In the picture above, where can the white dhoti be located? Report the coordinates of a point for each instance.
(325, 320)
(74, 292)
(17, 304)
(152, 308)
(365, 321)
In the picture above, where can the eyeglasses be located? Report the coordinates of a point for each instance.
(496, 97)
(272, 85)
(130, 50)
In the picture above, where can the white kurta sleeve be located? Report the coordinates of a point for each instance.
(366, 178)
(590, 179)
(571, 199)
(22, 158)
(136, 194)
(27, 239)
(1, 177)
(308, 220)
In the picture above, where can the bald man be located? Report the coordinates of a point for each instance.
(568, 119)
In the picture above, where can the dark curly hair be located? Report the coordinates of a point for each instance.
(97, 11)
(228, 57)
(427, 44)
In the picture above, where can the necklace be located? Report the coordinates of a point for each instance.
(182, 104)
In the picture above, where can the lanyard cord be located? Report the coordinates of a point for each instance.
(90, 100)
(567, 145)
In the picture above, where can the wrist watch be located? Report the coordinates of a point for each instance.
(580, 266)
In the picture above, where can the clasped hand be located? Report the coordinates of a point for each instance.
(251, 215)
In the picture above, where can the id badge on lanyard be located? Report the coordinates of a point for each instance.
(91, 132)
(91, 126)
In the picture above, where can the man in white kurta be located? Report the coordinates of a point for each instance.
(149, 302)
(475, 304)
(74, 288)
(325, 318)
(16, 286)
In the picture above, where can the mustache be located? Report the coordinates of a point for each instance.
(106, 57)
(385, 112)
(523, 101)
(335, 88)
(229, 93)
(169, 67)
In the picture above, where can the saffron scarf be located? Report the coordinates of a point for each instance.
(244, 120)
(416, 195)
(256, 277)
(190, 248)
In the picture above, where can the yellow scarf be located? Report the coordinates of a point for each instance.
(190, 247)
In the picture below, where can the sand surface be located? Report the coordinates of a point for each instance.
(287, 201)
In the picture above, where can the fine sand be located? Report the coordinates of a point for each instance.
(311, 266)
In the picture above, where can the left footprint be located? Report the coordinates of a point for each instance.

---+---

● **EXERCISE INSTRUCTIONS**:
Reproduce every line above, word for word, without changing anything.

● **EXERCISE OUTPUT**:
In the picture above, where can the white dhoti be located? Report the coordinates of a point for each instance.
(325, 320)
(74, 292)
(17, 304)
(152, 308)
(365, 321)
In the picture above, where can the eyeglasses be located? Report the coordinates of a point for each instance.
(496, 97)
(272, 85)
(130, 50)
In the picture above, where can the white kurta sleeve be located? Report the coordinates of a point for each instance.
(366, 178)
(590, 179)
(571, 199)
(22, 158)
(136, 194)
(27, 239)
(1, 177)
(308, 220)
In the picture above, where can the bald man be located? Report the coordinates of a point for each instance.
(568, 119)
In the picture above, where can the dark curly hair be located? Report the coordinates of a point for each instance.
(97, 11)
(228, 57)
(427, 44)
In the picture above, where can the necklace be located? Report the coordinates of a point for each instance.
(182, 104)
In the picture above, where can the lanyard cord be located? Report the coordinates of a point for each instance.
(90, 100)
(567, 145)
In the picture above, where can the wrist watch be located? Report the coordinates of a point for each instance.
(580, 266)
In the picture above, where can the clasped hand be located? Report the coordinates of a point for each instance.
(251, 215)
In the picture above, where can the id badge on lanyard be located? Report the coordinates of a point for each instance.
(91, 132)
(91, 126)
In the picture above, where can the man in white kurta be located? Report the coordinates of a point for each instance.
(149, 302)
(475, 304)
(74, 288)
(325, 318)
(16, 286)
In the picture above, where can the mustache be located? Report the coordinates of a point for each instance.
(106, 57)
(385, 112)
(523, 101)
(335, 88)
(229, 93)
(169, 67)
In the picture above, where can the saffron scarf be located? Report the coordinates of a point for each instance.
(244, 120)
(416, 195)
(256, 277)
(190, 248)
In the picture above, where can the yellow scarf be located? Report the coordinates of a point for each instance.
(190, 247)
In the picture below, where can the sand surface be located? Report the coordinates of a point for each instance.
(287, 201)
In the picture above, where can the fine sand be located? Report the coordinates of a point for each instance.
(311, 266)
In the picture above, where can the left footprint be located? Report the coordinates of a point for each instance.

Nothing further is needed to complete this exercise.